══ Data for this task

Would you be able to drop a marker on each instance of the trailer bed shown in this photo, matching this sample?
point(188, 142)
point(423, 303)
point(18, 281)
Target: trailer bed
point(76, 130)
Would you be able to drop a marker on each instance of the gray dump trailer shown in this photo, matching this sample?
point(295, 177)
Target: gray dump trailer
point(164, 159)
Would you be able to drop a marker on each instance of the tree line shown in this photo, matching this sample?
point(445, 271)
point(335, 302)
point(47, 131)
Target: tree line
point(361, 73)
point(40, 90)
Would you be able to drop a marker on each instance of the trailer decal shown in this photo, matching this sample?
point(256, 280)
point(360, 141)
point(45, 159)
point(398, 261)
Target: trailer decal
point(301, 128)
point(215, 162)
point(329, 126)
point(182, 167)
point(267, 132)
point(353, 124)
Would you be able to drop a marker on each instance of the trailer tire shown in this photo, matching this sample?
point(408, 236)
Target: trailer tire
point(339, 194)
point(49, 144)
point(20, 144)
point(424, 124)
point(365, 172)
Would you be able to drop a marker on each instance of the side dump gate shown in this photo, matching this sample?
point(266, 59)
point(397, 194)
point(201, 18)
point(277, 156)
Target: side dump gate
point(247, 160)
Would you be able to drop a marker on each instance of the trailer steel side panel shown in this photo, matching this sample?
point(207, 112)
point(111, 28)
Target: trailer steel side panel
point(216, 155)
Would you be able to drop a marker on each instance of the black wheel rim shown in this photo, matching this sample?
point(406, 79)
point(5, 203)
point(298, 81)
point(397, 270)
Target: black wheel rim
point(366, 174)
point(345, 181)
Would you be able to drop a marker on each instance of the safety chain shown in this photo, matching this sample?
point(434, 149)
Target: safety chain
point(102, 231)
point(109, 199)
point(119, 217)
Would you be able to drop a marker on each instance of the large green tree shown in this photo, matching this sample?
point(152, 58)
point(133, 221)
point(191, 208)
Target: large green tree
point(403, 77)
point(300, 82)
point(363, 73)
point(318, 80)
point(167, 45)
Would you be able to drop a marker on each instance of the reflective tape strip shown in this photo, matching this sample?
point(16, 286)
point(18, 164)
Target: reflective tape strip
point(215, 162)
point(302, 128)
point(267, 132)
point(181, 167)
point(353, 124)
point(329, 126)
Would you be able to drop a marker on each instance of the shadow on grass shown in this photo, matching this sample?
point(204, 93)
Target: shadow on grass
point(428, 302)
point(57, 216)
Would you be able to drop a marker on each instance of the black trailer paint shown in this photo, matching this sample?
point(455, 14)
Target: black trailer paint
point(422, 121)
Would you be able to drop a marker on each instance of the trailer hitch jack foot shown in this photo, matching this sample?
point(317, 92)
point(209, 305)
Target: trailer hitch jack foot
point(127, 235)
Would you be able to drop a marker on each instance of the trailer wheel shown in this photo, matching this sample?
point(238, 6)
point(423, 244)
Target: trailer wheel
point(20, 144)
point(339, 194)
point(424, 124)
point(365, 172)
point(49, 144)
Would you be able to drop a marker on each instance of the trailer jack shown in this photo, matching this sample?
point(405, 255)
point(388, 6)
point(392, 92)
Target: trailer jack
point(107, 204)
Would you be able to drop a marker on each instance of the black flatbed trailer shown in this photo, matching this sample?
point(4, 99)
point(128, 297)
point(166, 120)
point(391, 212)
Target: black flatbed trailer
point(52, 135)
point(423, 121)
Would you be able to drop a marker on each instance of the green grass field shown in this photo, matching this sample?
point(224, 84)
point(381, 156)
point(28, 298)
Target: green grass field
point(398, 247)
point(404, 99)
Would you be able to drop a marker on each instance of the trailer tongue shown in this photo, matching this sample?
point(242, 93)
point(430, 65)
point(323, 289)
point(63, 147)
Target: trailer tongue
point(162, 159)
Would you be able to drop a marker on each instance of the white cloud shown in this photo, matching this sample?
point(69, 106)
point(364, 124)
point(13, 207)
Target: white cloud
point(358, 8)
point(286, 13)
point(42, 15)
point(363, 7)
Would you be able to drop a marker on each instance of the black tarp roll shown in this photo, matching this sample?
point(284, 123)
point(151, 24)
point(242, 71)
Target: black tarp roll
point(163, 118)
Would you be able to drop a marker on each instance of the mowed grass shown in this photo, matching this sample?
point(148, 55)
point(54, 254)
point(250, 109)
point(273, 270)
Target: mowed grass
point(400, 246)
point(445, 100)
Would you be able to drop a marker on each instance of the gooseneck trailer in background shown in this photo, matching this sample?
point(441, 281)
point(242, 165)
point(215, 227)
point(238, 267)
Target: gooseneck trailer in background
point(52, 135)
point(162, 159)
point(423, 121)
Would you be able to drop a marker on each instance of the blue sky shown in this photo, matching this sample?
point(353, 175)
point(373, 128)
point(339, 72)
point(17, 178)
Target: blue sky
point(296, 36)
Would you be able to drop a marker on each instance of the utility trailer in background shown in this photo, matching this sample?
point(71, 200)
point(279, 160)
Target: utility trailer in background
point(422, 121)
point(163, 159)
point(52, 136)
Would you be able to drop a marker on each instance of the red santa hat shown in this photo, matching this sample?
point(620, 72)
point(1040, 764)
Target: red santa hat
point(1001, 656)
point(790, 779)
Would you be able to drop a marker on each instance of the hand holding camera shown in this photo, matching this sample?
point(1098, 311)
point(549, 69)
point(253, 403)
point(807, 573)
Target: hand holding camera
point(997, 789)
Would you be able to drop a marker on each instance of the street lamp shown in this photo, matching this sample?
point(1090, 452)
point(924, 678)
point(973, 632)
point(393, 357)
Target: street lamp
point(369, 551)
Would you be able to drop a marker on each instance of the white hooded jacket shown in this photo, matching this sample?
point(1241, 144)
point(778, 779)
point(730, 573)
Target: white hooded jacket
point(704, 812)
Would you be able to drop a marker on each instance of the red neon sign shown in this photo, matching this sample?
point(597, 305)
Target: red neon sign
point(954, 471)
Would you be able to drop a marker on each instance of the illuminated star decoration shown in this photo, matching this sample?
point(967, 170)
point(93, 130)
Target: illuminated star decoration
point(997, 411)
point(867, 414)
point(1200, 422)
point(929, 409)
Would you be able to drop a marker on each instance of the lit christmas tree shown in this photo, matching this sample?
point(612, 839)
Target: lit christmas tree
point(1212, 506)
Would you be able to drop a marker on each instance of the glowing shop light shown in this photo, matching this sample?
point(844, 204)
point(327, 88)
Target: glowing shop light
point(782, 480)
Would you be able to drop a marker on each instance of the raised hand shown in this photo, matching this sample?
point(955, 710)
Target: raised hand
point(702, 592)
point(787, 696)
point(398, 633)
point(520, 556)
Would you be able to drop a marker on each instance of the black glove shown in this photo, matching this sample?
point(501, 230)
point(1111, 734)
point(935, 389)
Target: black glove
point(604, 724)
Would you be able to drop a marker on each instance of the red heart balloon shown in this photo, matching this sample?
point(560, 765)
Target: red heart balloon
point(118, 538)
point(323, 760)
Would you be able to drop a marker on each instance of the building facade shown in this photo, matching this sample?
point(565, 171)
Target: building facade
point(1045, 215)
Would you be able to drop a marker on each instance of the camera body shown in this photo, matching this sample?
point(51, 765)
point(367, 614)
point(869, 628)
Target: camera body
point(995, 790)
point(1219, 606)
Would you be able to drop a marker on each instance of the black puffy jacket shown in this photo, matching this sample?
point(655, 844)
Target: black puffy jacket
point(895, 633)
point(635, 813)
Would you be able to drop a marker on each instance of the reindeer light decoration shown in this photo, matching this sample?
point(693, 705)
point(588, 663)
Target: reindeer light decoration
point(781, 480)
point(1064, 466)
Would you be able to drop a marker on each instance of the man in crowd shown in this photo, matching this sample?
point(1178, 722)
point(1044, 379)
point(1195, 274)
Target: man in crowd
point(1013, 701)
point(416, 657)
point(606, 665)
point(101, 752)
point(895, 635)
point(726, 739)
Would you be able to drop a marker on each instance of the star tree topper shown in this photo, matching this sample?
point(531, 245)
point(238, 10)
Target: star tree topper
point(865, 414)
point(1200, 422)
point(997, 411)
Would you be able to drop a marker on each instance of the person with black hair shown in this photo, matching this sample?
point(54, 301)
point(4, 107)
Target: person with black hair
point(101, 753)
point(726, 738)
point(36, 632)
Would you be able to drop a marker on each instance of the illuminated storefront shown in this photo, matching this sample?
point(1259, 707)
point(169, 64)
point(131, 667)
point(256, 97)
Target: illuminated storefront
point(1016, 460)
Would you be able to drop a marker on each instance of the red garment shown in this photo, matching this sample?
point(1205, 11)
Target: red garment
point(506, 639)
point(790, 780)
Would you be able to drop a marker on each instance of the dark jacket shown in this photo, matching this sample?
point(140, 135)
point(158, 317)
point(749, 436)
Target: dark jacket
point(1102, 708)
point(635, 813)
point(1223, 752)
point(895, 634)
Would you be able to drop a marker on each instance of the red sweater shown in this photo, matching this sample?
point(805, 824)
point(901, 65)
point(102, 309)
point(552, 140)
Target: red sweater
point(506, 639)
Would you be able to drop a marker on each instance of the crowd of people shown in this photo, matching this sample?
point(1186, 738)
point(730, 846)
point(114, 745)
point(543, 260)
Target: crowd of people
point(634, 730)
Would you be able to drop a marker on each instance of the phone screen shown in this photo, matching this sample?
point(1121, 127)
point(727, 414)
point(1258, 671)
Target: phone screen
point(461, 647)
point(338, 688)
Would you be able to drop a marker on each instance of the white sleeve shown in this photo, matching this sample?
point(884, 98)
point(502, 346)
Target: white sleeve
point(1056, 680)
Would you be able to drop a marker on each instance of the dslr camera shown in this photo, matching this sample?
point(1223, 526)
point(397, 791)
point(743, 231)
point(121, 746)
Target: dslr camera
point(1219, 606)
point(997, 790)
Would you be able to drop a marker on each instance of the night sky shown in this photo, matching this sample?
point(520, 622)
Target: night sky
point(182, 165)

════

→ **Exercise brief**: Starting with the first row and stopping after the line that contains "point(40, 90)", swap "trailer bed" for "flatbed" and reproduce those lines with no other change.

→ **The response**:
Would you be able to drop a marker on each instance of the flatbed shown in this photo, matching this sample?
point(188, 142)
point(423, 303)
point(18, 281)
Target: flatbed
point(76, 130)
Would you be able to drop a marker on each instance of the gray dump trailer shown in this photo, matching this sample?
point(295, 177)
Target: gray dump trailer
point(164, 159)
Would you be able to drop a marker on each instance of the tree line shown in this photo, matching this sample?
point(445, 271)
point(335, 302)
point(47, 131)
Target: tree line
point(361, 73)
point(40, 90)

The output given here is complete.